DOCUMENT ::

—————

# Linked belts?



## Splat (Mar 2, 2013)

As you guys know, your brain starts thinking ahead about other parts/issues even while you're still working on a particular part.   So as I'm rebuilding my Heavy 10's apron I got to thinking about the linked belts. My belt's in good shape. I have used a link belt on my drill press but that uses v pulleys. On these lathes we have the flat pulleys so I'm wondering how well a linked belt would work. So anyone here converted to a linked belt and how's that working for you?


----------



## Halligan142 (Mar 2, 2013)

I hate these belts with a passion.  I use them as emergency belts at my job (HVAC) when I don't have the correct size but replace them on my next trip.  They are noisy and tend to flex and break on higher torque motors especially in cold weather.  They're expensive also (compared to regular belts)  They're meant to take the load on their sides.  They are also quite thin so you will probably get slippage.  If you do plan on running one run it inside out with the tabs facing up.  IMHO for the amount of effort in getting it and installing it it would be just as easy and probably work out better to get a automotive serpenting belt and stitch or glue it together.  Just my .02


----------



## pjf134 (Mar 2, 2013)

Two years ago I got my SB9A and needed a belt so I went to HF and picked up a link belt for 20 bucks for a temp fix until I could do a rebuilt and add a serp. belt and liked it so much I used it after the tear down. It runs quiet and does not slip as I did jam it once while doing a cut off and the v belt motor belt slipped but not the link belt. I do not know if the under mount lathes have enough room for the belt since mine is a bench mount. My link belt runs on the center of the flat pulleys after adjusting the counter shaft unit. The pic shows the way I use it when I first put it on before the rebuild as I had to make a part first. The lathe looks a lot better now and runs perfect with the link belt. I will keep the link belt and never go back to a flat belt.
Paul


----------



## fastback (Mar 2, 2013)

—————

DATA LINES ::
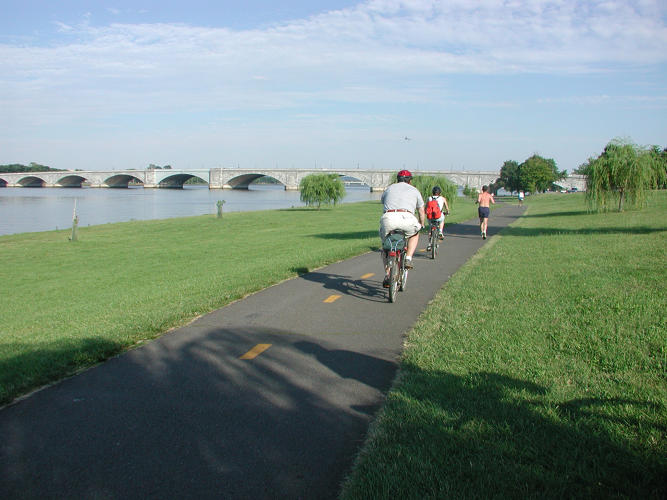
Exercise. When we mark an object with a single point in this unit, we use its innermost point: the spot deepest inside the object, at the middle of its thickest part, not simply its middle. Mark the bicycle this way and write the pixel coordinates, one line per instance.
(433, 237)
(395, 246)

—————

SET OF TASKS ::
a: Answer these questions about the linked-belt thread, one line each:
(i) At the job Halligan142 mentions, when are linked belts used?
(ii) How much did pjf134 pay for the link belt?
(iii) On which machine has Splat already used a link belt?
b: List every drawback of linked belts that Halligan142 gives in the linked-belt thread.
c: In the linked-belt thread, rewrite the passage from "Two years ago" up to and including "a flat belt.", with "bench mount" changed to "floor mount".

RESULTS FOR EACH TASK ::
a:
(i) As emergency belts when the correct size isn't on hand, replaced on the next trip.
(ii) 20 bucks.
(iii) A drill press.

b:
- They are noisy.
- They tend to flex and break on higher torque motors, especially in cold weather.
- They are expensive compared to regular belts.
- They are quite thin, so you will probably get slippage.

c:
Two years ago I got my SB9A and needed a belt so I went to HF and picked up a link belt for 20 bucks for a temp fix until I could do a rebuilt and add a serp. belt and liked it so much I used it after the tear down. It runs quiet and does not slip as I did jam it once while doing a cut off and the v belt motor belt slipped but not the link belt. I do not know if the under mount lathes have enough room for the belt since mine is a floor mount. My link belt runs on the center of the flat pulleys after adjusting the counter shaft unit. The pic shows the way I use it when I first put it on before the rebuild as I had to make a part first. The lathe looks a lot better now and runs perfect with the link belt. I will keep the link belt and never go back to a flat belt.